### EXERCISE TASK:
Swap every occurrence of "one dot per instance" for "a single dot for each instance" in the records below, leaving everything else untouched.

[Dataset records on where objects are located]
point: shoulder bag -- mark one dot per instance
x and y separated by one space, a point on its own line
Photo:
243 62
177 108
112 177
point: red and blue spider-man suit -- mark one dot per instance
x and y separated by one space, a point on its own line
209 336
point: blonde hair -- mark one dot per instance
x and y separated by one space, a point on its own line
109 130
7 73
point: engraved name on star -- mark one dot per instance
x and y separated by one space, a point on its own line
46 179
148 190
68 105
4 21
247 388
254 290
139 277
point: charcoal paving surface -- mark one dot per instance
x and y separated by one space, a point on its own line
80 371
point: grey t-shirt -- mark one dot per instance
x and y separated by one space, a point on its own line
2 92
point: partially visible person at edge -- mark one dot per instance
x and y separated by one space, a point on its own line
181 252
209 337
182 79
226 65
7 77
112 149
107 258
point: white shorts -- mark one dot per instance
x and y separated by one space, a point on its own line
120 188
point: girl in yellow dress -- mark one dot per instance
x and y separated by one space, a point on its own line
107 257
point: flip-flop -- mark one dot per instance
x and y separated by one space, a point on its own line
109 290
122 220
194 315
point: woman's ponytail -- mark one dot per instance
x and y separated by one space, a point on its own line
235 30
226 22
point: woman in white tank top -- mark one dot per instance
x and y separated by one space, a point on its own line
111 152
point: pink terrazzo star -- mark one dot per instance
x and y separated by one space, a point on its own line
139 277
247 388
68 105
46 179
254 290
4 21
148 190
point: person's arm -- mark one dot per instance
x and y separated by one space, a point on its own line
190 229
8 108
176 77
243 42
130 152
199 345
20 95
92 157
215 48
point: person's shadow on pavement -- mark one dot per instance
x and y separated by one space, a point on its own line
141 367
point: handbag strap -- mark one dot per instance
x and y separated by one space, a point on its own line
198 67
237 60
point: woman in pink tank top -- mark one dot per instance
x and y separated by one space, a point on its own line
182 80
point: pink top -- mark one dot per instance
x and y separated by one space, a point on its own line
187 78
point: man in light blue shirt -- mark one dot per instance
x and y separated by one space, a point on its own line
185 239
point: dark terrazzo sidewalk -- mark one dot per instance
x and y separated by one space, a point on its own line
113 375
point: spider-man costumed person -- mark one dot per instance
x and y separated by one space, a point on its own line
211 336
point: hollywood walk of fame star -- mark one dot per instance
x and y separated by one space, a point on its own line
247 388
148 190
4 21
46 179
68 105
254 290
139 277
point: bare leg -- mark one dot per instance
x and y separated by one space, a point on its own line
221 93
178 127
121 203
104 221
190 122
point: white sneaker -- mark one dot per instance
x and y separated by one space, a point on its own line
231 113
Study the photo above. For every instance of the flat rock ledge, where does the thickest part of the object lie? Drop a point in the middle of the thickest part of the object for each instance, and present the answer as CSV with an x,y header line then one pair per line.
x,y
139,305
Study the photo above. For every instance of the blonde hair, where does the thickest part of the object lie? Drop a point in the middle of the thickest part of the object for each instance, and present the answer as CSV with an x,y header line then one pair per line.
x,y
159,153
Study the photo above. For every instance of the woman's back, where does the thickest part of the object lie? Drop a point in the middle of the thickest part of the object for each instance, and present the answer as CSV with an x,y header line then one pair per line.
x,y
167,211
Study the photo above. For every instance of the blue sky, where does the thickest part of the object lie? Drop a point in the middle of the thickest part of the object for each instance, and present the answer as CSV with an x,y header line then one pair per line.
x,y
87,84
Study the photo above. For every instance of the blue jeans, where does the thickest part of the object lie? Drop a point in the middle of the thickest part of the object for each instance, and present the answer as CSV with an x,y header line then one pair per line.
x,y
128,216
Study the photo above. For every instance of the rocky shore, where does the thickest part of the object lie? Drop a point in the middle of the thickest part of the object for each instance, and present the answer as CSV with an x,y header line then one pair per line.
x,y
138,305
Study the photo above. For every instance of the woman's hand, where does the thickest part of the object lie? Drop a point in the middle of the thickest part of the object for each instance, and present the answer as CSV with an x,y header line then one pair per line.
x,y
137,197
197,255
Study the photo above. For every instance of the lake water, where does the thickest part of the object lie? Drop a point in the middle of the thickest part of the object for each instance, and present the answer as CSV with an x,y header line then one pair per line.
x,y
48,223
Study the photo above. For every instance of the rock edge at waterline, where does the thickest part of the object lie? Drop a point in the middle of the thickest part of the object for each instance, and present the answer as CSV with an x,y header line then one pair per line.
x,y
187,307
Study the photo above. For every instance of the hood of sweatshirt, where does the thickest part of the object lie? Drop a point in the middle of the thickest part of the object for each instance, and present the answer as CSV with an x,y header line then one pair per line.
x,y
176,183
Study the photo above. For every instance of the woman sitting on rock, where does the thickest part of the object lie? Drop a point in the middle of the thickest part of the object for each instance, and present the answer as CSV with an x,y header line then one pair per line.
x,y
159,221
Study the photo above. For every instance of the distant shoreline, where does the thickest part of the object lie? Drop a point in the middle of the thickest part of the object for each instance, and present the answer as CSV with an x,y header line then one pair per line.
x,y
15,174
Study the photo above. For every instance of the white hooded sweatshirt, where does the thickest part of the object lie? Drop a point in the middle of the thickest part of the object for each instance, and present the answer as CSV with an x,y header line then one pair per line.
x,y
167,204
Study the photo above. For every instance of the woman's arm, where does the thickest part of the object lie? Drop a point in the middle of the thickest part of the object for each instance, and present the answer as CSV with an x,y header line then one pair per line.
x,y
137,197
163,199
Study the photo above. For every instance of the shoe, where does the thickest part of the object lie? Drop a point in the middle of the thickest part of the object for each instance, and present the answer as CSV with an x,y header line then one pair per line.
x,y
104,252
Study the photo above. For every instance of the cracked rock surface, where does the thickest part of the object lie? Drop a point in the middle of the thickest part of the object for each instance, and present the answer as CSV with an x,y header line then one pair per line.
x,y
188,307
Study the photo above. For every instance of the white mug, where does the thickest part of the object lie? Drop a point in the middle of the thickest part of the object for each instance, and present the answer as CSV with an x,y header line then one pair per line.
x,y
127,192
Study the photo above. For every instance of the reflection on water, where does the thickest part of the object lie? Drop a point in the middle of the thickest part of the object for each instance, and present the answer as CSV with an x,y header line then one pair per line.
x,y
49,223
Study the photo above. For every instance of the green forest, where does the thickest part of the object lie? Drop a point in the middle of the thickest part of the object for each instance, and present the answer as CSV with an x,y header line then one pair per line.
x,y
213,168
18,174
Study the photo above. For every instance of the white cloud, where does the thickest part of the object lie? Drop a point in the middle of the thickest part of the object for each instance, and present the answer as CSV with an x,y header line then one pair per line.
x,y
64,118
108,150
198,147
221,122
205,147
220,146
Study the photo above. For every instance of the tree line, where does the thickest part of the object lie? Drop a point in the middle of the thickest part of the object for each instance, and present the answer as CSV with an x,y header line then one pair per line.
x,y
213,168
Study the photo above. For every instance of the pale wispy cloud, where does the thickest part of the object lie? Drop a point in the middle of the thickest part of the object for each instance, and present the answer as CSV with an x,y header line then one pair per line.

### RESPONSE BELOW:
point: shoulder bag -- mark a single dot for each instance
x and y separated by one space, a point on its own line
Photo:
243 62
177 108
112 177
point: red and blue spider-man suit -- mark a single dot for each instance
x and y separated by one space, a point on its own line
209 336
point: blonde hair -- mark a single dot for each instance
x and y separated by one space, a point on its own line
109 130
7 73
point: engraved name on star -- mark a single dot for each instance
x and y separated by one space, a point on its own line
46 179
148 190
68 105
4 21
247 388
254 290
139 277
point: charcoal paving surface -- mark a single dot for each instance
x and y separated by one space, a point on its own line
80 371
point: grey t-shirt -- mark a single dot for each instance
x and y separated by one space, a point on its own line
2 92
point: partially visible person at edge -- mark a single dot for each instance
x and y separated by one space, a point on its own line
181 252
209 337
182 79
226 65
7 77
112 149
107 258
point: white shorts -- mark a single dot for each instance
x and y separated by one space, a point on its own line
120 188
point: girl in yellow dress -- mark a single dot for each instance
x and y separated by one space, a point on its own line
107 257
point: flip-flop -- mark a single dot for each instance
x and y separated by one space, a point on its own line
109 290
122 220
194 315
point: woman's ponytail -- mark a single dot for each instance
x and y separated by one space, a point on its own line
235 30
226 22
point: woman in white tank top -- mark a single dot for each instance
x and y separated by one space, a point on its own line
111 152
point: pink terrazzo star -- mark a single dot for each instance
x and y separated by one space, a point on its own line
139 277
247 388
68 105
46 179
254 290
4 21
148 190
point: person's arm -- mark a single dot for each instance
x and y separated by one space, a point on its own line
190 229
8 108
176 77
243 42
130 152
199 345
20 95
92 157
215 48
point: person's shadow on pavement -- mark a single dot for each instance
x and y separated by one space, a point on its own line
141 367
point: handbag strap -- mark a single dot for each instance
x and y separated by one space, a point on its own line
198 67
237 60
point: woman in pink tank top -- mark a single dot for each instance
x and y separated by one space, a point on its own line
182 80
point: pink top -- mark a single dot for each instance
x and y separated by one space, a point on its own line
187 78
point: man in light blue shirt -- mark a single dot for each instance
x and y separated by one space, a point on its own line
185 239
point: dark terrazzo sidewalk -- mark a single dot for each instance
x and y separated by one space, a point on its own line
113 375
point: spider-man costumed person -- mark a single dot for each instance
x and y separated by one space, a point on its own line
211 336
point: hollywood walk of fame star -- mark a single dot for each instance
x and y separated by one space, a point on its own line
247 388
148 190
4 21
46 179
68 105
254 290
139 277
point: bare leg -- mark a single dot for each instance
x and y separated by one space, a point on its own line
221 93
178 127
121 203
104 221
190 122
point: white sneaker -- mark a single dot for each instance
x and y separated by one space, a point on its own line
231 113
Study the photo above. For every instance of the flat rock ledge, where does the thickest part of the object lie? Drop a point in the middle of the thickest part of the object for each instance, and present the answer as CSV with an x,y header line then one pair per line.
x,y
139,305
Study the photo above. For every instance of the blonde hair, where does the thickest part of the object lie? Drop a point in the middle of the thickest part of the object for each instance, and present the answer as CSV with an x,y header line then one pair per line.
x,y
159,153
Study the photo above. For every instance of the woman's back, where does the thickest part of the object lie? Drop a point in the middle of the thickest part of the object for each instance, and present the answer as CSV with an x,y header line then one pair per line.
x,y
167,211
Study the photo above. For every instance of the blue sky, where does the thickest part of the object lie? Drop a point in the middle of the thickest part of the object for each instance, and present the answer as CSV with an x,y header line then one pair per line.
x,y
87,84
Study the photo above. For every instance of the blue jeans, where does the thickest part of the object lie? Drop a point in the middle of the thickest part of the object for each instance, and present the answer as CSV with an x,y header line then one pair per line.
x,y
128,216
Study the photo above. For every instance of the rocky shore, where does the thickest part of the object lie? Drop a point in the middle of the thickest part of the object for each instance, and present the answer as CSV with an x,y header line then one pair per line.
x,y
138,305
Study the photo above. For every instance of the woman's hand, where does the thickest part of the object lie? Drop a point in the middle of the thickest part of the object for each instance, and present the answer as CSV with an x,y header line then one pair per line.
x,y
137,197
197,255
Study the photo above. For every instance of the lake water, where does the thickest part of the object lie? Drop a point in the middle of the thickest part of the object for each instance, and present the answer as CSV with an x,y header line then one pair per line.
x,y
48,223
Study the photo above. For every instance of the rock edge at waterline, where does the thickest part of the object lie? Drop a point in the middle of the thickest part of the object for each instance, and present the answer as CSV with an x,y header line then one pair per line.
x,y
187,307
Study the photo above. For every instance of the hood of sweatshirt, where does the thickest part of the object lie? Drop a point in the middle of the thickest part of the object for each instance, and present the answer as CSV with an x,y header line then one pair per line.
x,y
176,183
Study the photo above. For every instance of the woman sitting on rock, where does the thickest part of the object lie? Drop a point in the middle of the thickest part of the object for each instance, and present the answer as CSV with an x,y header line then one pair per line.
x,y
159,221
Study the photo above. For every instance of the distant shoreline, where does the thickest part of the object lie? Drop a point in the middle of the thickest part of the object for each instance, and present the answer as CSV with an x,y header line then one pair per line.
x,y
15,174
Study the photo above. For every instance of the white hooded sweatshirt, where does the thickest part of the object lie? Drop a point in the middle of the thickest part of the object for each instance, and present the answer as CSV with an x,y header line then one pair per line.
x,y
167,204
Study the photo above. For every instance of the woman's arm, where does the thickest part of the object lie? Drop a point in the middle of the thickest part of the object for each instance, and present the answer as CSV with an x,y header line then one pair per line.
x,y
137,197
163,199
Study the photo above. For every instance of the shoe, where does the thickest part of the object lie? Drop a point in the middle of the thickest part of the object for each instance, and present the answer as CSV with an x,y header line then one pair per line.
x,y
104,252
Study the photo above. For every instance of the cracked rock surface, where does the thickest part of the object lie? Drop a point in the middle of the thickest part of the object for each instance, and present the answer as CSV with an x,y header line then one pair per line.
x,y
188,307
Study the photo above. For every instance of the white mug, where does the thickest part of the object lie? Drop a point in the middle of the thickest part of the object for each instance, and present the answer as CSV with an x,y header line then one pair per line.
x,y
127,192
Study the photo above. For every instance of the reflection on water, where does the thickest part of the object lie? Drop a point in the middle of the thickest part of the object for each instance, and present the answer as CSV with an x,y header line then one pair per line.
x,y
49,223
Study the photo above. For every instance of the green forest, where does the thickest part of the object lie? Drop a point in the middle of the thickest part of the object for each instance, and present the answer as CSV with an x,y header line then one pair per line.
x,y
213,168
18,174
Study the photo above. For every instance of the white cloud, where does the thickest part of the object lie? Drop a point in the middle of the thickest part of the object for each instance, and present the answer as CSV with an x,y header line then one pair per line.
x,y
64,118
108,150
198,147
221,122
205,147
220,146
Study the photo above. For every instance of the tree line, where does the thickest part of the object lie? Drop a point in the middle of the thickest part of the object for each instance, and present the answer as CSV with an x,y header line then one pair per line.
x,y
213,168
Study the photo above. For every instance of the pale wispy cloud, where does the thickest part of the object lie? Drop a point in the middle of the thickest part of the object for each instance, and present the answer as CSV with an x,y header line then one pair per line.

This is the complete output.